### Task to carry out
The output should consist solely of the line containing "green pentagram star" and all lines after it through the final line of the entries below, reproduced exactly.
*** Given entries Section Begins ***
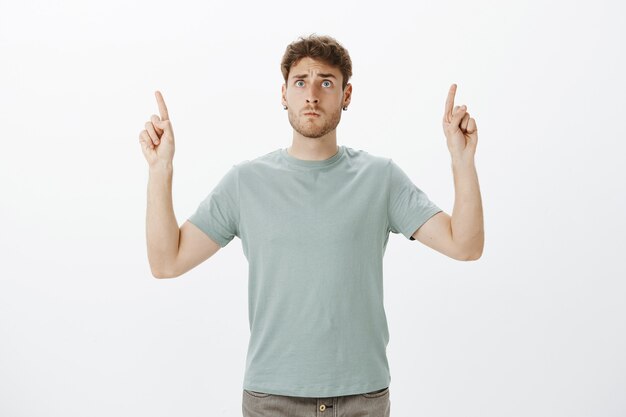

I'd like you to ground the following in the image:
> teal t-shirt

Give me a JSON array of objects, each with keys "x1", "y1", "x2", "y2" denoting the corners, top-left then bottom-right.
[{"x1": 187, "y1": 145, "x2": 442, "y2": 397}]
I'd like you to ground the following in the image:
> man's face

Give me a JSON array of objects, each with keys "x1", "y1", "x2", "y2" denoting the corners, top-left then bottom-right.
[{"x1": 281, "y1": 57, "x2": 352, "y2": 139}]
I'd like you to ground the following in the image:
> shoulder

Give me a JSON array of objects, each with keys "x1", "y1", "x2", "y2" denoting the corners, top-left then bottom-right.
[
  {"x1": 231, "y1": 148, "x2": 281, "y2": 174},
  {"x1": 342, "y1": 146, "x2": 391, "y2": 170}
]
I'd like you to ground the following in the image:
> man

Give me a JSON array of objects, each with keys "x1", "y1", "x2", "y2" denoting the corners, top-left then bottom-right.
[{"x1": 139, "y1": 34, "x2": 483, "y2": 417}]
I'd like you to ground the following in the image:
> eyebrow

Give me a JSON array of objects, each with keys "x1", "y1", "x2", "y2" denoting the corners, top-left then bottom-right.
[{"x1": 291, "y1": 73, "x2": 337, "y2": 80}]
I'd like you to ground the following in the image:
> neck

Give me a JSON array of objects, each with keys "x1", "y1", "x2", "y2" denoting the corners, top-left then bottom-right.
[{"x1": 288, "y1": 132, "x2": 338, "y2": 161}]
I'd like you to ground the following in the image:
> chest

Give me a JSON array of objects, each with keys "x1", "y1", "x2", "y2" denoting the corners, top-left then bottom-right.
[{"x1": 239, "y1": 171, "x2": 387, "y2": 248}]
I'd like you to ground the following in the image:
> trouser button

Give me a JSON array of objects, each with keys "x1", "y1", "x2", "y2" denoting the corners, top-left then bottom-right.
[{"x1": 319, "y1": 404, "x2": 326, "y2": 411}]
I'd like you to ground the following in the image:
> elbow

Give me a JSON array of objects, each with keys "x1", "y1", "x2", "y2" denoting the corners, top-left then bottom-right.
[
  {"x1": 456, "y1": 242, "x2": 483, "y2": 261},
  {"x1": 454, "y1": 253, "x2": 478, "y2": 261},
  {"x1": 463, "y1": 233, "x2": 484, "y2": 261},
  {"x1": 151, "y1": 267, "x2": 177, "y2": 279},
  {"x1": 151, "y1": 269, "x2": 167, "y2": 279},
  {"x1": 149, "y1": 257, "x2": 180, "y2": 279},
  {"x1": 462, "y1": 246, "x2": 483, "y2": 261},
  {"x1": 463, "y1": 252, "x2": 482, "y2": 261}
]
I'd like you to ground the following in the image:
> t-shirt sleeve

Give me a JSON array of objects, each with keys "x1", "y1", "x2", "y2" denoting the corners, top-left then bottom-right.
[
  {"x1": 187, "y1": 164, "x2": 240, "y2": 248},
  {"x1": 387, "y1": 159, "x2": 443, "y2": 240}
]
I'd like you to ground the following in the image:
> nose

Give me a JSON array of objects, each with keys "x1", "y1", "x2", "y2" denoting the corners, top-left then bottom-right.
[{"x1": 306, "y1": 85, "x2": 320, "y2": 104}]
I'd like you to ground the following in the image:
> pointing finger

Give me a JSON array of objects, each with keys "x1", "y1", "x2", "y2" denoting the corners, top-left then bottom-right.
[
  {"x1": 443, "y1": 83, "x2": 456, "y2": 123},
  {"x1": 155, "y1": 90, "x2": 170, "y2": 121}
]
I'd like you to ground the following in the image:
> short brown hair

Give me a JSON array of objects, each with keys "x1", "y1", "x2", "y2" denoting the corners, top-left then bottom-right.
[{"x1": 280, "y1": 33, "x2": 353, "y2": 91}]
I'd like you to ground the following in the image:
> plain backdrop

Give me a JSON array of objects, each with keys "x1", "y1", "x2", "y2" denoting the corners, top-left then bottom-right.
[{"x1": 1, "y1": 0, "x2": 625, "y2": 416}]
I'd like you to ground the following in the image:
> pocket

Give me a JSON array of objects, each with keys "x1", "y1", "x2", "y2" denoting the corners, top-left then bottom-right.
[
  {"x1": 360, "y1": 386, "x2": 389, "y2": 398},
  {"x1": 243, "y1": 389, "x2": 273, "y2": 398}
]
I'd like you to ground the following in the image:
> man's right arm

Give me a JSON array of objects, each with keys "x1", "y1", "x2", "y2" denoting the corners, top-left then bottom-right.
[{"x1": 146, "y1": 164, "x2": 222, "y2": 279}]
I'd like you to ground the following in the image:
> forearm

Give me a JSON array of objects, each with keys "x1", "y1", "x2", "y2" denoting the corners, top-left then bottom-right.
[
  {"x1": 450, "y1": 157, "x2": 484, "y2": 259},
  {"x1": 146, "y1": 163, "x2": 180, "y2": 276}
]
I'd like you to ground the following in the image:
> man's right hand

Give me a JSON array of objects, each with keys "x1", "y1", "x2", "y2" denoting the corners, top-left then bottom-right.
[{"x1": 139, "y1": 90, "x2": 176, "y2": 168}]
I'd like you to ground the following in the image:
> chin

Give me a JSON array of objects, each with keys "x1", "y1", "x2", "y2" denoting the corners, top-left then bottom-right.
[{"x1": 301, "y1": 131, "x2": 325, "y2": 139}]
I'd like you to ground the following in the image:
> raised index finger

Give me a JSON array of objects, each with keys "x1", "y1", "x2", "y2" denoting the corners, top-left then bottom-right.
[
  {"x1": 154, "y1": 90, "x2": 170, "y2": 121},
  {"x1": 444, "y1": 83, "x2": 457, "y2": 123}
]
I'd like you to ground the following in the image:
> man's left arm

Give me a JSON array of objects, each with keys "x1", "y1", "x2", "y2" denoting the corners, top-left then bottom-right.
[{"x1": 412, "y1": 83, "x2": 484, "y2": 261}]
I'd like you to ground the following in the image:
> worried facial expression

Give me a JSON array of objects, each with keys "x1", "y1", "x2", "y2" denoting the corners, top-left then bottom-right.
[{"x1": 282, "y1": 57, "x2": 352, "y2": 139}]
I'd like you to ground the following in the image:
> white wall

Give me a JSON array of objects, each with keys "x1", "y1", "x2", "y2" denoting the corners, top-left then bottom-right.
[{"x1": 1, "y1": 0, "x2": 624, "y2": 416}]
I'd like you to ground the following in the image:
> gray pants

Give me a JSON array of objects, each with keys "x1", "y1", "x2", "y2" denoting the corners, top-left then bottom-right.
[{"x1": 242, "y1": 386, "x2": 390, "y2": 417}]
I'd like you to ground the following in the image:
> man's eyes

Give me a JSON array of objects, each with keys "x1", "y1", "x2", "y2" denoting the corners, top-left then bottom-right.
[{"x1": 295, "y1": 80, "x2": 333, "y2": 87}]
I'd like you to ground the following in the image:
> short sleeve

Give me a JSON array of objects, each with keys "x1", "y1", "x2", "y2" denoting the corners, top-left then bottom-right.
[
  {"x1": 387, "y1": 159, "x2": 442, "y2": 240},
  {"x1": 187, "y1": 164, "x2": 240, "y2": 248}
]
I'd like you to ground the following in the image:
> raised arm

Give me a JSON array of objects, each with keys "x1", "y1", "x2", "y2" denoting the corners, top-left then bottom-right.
[
  {"x1": 139, "y1": 91, "x2": 222, "y2": 278},
  {"x1": 413, "y1": 84, "x2": 484, "y2": 261}
]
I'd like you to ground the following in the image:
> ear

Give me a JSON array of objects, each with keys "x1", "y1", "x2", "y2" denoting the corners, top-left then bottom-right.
[
  {"x1": 281, "y1": 83, "x2": 287, "y2": 107},
  {"x1": 343, "y1": 83, "x2": 352, "y2": 107}
]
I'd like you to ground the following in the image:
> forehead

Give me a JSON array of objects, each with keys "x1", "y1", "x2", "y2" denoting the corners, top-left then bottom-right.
[{"x1": 289, "y1": 57, "x2": 339, "y2": 77}]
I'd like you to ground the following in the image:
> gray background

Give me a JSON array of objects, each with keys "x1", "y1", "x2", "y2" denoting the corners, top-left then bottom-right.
[{"x1": 1, "y1": 0, "x2": 624, "y2": 416}]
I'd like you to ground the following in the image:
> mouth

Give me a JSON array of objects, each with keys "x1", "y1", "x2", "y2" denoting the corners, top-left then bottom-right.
[{"x1": 304, "y1": 113, "x2": 320, "y2": 117}]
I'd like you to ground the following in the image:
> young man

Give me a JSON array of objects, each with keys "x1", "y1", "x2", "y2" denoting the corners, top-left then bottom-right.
[{"x1": 139, "y1": 34, "x2": 483, "y2": 417}]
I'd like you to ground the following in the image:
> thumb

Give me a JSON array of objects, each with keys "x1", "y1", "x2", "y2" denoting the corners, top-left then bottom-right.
[
  {"x1": 152, "y1": 117, "x2": 172, "y2": 136},
  {"x1": 451, "y1": 105, "x2": 466, "y2": 127}
]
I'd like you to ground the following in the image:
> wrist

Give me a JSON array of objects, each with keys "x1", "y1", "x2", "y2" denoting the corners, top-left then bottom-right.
[
  {"x1": 451, "y1": 154, "x2": 474, "y2": 168},
  {"x1": 149, "y1": 161, "x2": 173, "y2": 175}
]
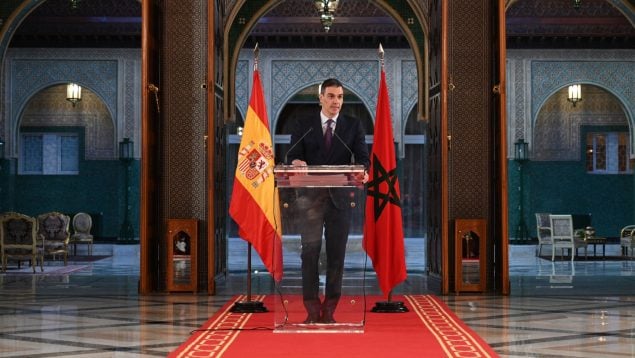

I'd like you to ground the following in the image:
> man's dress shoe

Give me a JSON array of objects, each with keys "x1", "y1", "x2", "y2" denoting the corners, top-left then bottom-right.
[
  {"x1": 303, "y1": 314, "x2": 320, "y2": 324},
  {"x1": 320, "y1": 313, "x2": 336, "y2": 324}
]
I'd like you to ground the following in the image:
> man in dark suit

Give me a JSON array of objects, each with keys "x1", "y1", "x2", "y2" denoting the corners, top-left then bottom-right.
[{"x1": 286, "y1": 78, "x2": 370, "y2": 324}]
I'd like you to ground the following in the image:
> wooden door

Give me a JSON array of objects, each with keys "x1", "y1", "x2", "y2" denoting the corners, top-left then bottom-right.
[{"x1": 140, "y1": 0, "x2": 162, "y2": 294}]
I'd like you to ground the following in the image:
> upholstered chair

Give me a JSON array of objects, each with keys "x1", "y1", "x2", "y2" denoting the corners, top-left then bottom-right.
[
  {"x1": 37, "y1": 212, "x2": 71, "y2": 266},
  {"x1": 535, "y1": 213, "x2": 553, "y2": 256},
  {"x1": 550, "y1": 214, "x2": 587, "y2": 261},
  {"x1": 620, "y1": 225, "x2": 635, "y2": 256},
  {"x1": 1, "y1": 212, "x2": 42, "y2": 272},
  {"x1": 70, "y1": 213, "x2": 94, "y2": 256}
]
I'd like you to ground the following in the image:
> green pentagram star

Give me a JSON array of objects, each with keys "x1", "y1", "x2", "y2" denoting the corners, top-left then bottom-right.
[{"x1": 366, "y1": 154, "x2": 401, "y2": 221}]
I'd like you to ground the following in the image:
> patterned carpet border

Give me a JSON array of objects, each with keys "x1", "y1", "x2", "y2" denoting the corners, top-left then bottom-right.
[
  {"x1": 170, "y1": 294, "x2": 498, "y2": 358},
  {"x1": 174, "y1": 294, "x2": 263, "y2": 357},
  {"x1": 404, "y1": 295, "x2": 496, "y2": 357}
]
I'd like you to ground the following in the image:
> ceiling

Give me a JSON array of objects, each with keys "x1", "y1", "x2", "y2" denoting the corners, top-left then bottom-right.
[
  {"x1": 9, "y1": 0, "x2": 142, "y2": 48},
  {"x1": 6, "y1": 0, "x2": 634, "y2": 49}
]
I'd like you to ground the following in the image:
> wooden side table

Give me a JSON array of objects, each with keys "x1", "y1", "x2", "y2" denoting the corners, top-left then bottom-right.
[{"x1": 584, "y1": 237, "x2": 606, "y2": 258}]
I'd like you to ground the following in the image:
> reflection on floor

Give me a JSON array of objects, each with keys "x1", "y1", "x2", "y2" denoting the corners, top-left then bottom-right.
[{"x1": 0, "y1": 243, "x2": 633, "y2": 357}]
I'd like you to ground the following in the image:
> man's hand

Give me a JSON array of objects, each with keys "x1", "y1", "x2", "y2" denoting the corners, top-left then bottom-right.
[
  {"x1": 291, "y1": 159, "x2": 307, "y2": 167},
  {"x1": 363, "y1": 171, "x2": 369, "y2": 184}
]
*** Given entries Section Ends ***
### Written response
> green pentagram star

Give me a JSON array of objects, each with keys "x1", "y1", "x2", "y2" denoting the corners, top-left then bottom-right.
[{"x1": 366, "y1": 154, "x2": 401, "y2": 221}]
I'd like you to ground the following in the image:
> patterned carpet border

Give me a JSON array of objects, each with keys "x1", "y1", "x2", "y2" denoting the corners, top-left then bottom-right.
[
  {"x1": 170, "y1": 294, "x2": 498, "y2": 358},
  {"x1": 174, "y1": 294, "x2": 263, "y2": 357},
  {"x1": 404, "y1": 295, "x2": 496, "y2": 357}
]
I'd like you to ground the following in the image:
> ceiling

Give me a JSON array of objects, each with keys "x1", "y1", "x2", "y2" denoting the corners, top-left then bottom-right.
[
  {"x1": 9, "y1": 0, "x2": 142, "y2": 48},
  {"x1": 6, "y1": 0, "x2": 634, "y2": 49}
]
I'd like you to ground the following in the image:
> wooden side table

Give me a JSON array of objects, each with keys "x1", "y1", "x2", "y2" denoting the corners, top-left then bottom-right.
[{"x1": 584, "y1": 237, "x2": 606, "y2": 258}]
I'd like you to ground the following in the image:
> reflection on floor

Give me a JSON array of objects, each with keys "x1", "y1", "x2", "y2" denoting the corners, top-left then bottom-right.
[{"x1": 0, "y1": 243, "x2": 633, "y2": 357}]
I'd like you to ground the following in the image:
> man's hand

Give me a JSON array of objects, each with keys "x1", "y1", "x2", "y2" denoting the corners, top-left then bottom-right.
[
  {"x1": 291, "y1": 159, "x2": 307, "y2": 167},
  {"x1": 363, "y1": 171, "x2": 369, "y2": 184}
]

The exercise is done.